### What you have to do:
Here is a block of entries. Write out its lines exactly, from the first through the one containing "the black stethoscope tubing".

### Data extract:

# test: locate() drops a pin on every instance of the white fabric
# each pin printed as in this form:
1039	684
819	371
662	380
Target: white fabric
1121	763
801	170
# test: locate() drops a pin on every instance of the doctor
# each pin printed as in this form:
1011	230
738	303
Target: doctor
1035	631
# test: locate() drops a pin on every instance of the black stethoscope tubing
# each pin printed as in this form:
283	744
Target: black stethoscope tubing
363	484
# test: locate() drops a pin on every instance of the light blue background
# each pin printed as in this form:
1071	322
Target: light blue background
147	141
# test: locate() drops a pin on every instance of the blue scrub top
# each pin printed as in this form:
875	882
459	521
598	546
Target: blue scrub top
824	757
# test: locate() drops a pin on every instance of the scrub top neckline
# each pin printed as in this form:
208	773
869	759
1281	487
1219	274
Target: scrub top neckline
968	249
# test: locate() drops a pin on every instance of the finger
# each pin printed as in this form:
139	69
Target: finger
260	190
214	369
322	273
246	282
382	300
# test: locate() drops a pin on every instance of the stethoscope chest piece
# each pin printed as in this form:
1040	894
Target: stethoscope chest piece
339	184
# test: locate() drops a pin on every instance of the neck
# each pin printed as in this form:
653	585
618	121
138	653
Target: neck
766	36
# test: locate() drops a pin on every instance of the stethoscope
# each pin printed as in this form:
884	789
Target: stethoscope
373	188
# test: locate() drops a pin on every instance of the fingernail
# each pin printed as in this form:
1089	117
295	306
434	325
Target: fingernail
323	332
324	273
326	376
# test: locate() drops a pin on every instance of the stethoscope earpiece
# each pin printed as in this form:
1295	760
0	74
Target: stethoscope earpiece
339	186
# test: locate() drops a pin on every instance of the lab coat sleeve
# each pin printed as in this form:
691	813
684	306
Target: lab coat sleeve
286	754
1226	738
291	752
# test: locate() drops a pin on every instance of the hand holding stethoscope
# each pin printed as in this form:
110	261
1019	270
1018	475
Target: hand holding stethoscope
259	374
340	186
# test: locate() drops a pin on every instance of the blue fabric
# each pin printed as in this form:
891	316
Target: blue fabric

### Finished task:
# test: locate() drops a pin on every instance of the white fabric
# each pin printed as in this form:
1039	684
819	371
662	380
Target: white fabric
1121	763
801	170
# test: locate() drops a pin on every instance of the doctor
# each pin printed as in this form:
1011	230
738	303
Target: doctor
1035	631
# test: locate() drops a pin on every instance of the black stethoscope tubing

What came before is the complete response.